Check your understanding:
1. In the post on conflicting STL string sizes, what value does sizeof(std::string) have when the relevant preprocessor definitions are defined and set to 0?
2. Copy the passage in the post on STL string sizes from "Conflicting ideas about" up to and including "the same problem.".

** Opening Text provided block **

Conflicting ideas about the size of STL strings
This post is one of those “I couldn’t find it when I was Googling, so here’s a succinct description of the problem / solution so other people can avoid the same round-about research.”
Symptom:
You have one bit of code (perhaps a library or a DLL) which thinks that sizeof(std::string) is 28 bytes, and another bit of code which thinks that it is 32 bytes. In Release mode they both agree that the size is 28 bytes. In our case it was actually std::wstring, but both string objects are actually the same size and exhibit the same problem.
Diagnosis:
You have a mismatch in your configuration between the two projects, essentially you’re trying to mix Debug code and Release code, which is just fundamentally not allowed. This much information is readily available on the Internet with some basic searching, but crucially most of those places don’t tell you the one piece of information you really need: exactly what setting is different? Which one of the dozens of settings that typically differ between Debug and Release is the STL code actually paying attention to?
The real answer lies in the details. It is not a Debug vs Release problem (well it is, but only indirectly). If you’re like me, the first thing you checked was the presence (or absence) of the _DEBUG or NDEBUG pre-processor directives. After all, they’re the defines most often used to get differing behaviour between the debug and release builds. You’ll find however that those definitions have no bearing at all on the size of std::string.
Now is probably a good time to visit this Stack Overflow question which links to good information on the subject.
In fact, the root cause is the presence and value of the preprocessor definitions _SECURE_SCL and/or _HAS_ITERATOR_DEBUGGING. If these are defined and set to 1, then sizeof(std::string) will be 32. If they are defined and set to 0, sizeof(std::string) will be 28.
More troubling is that even if those definitions aren’t explicitly listed in the set of pre-processor definitions, I believe the compiler (the Visual Studio compiler at least) will define them for you, based on its own internal logic. _SECURE_SCL will always be 1 for both debug and release builds, but _HAS_ITERATOR_DEBUGGING will be 1 for debug builds, 0 for release builds (as it has a tangible performance impact). You can explicitly turn off _SECURE_SCL to get more performance if you want, but you should understand the drawbacks before you do so.
I will update this post if I find out more about the internal setup of those definitions, but simply knowing that they are the cause of the size difference is usually enough to get to a resolution. I would certainly recommend adding some logging to both code modules that spits out the value of these two defines so it’s clear to you what the values are on both sides.
Resolution:
For most, an immediate solution is to simply manually define iterator debugging to be on or off in both projects so that they are consistent. To do that, simply add _HAS_ITERATOR_DEBUGGING=1 (or 0) to your project’s preprocessor definitions.
You may want to avoid setting it explicitly (ideally you’d simply rely on the compiler defaults), in which case you’ll need to figure out why iterator debugging is enabled for one module but not the other. For that I’m afraid you need more information about how the compiler decides to set those defines, but presumably another one of your project settings is indirectly making the compiler decide that iterator debugging should be enabled or not, and it is that setting which is different between your two modules.

** Closing Text provided block **
** Opening Given information block **

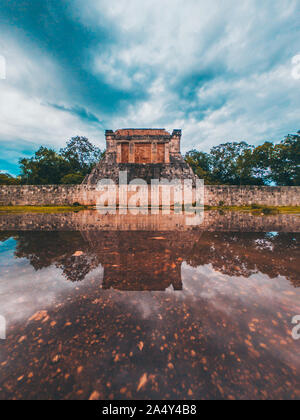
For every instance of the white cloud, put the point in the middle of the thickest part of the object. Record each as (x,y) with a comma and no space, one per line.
(33,83)
(248,45)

** Closing Given information block **

Expected responses:
1. It is 28 bytes.

2.
Conflicting ideas about the size of STL strings
This post is one of those “I couldn’t find it when I was Googling, so here’s a succinct description of the problem / solution so other people can avoid the same round-about research.”
Symptom:
You have one bit of code (perhaps a library or a DLL) which thinks that sizeof(std::string) is 28 bytes, and another bit of code which thinks that it is 32 bytes. In Release mode they both agree that the size is 28 bytes. In our case it was actually std::wstring, but both string objects are actually the same size and exhibit the same problem.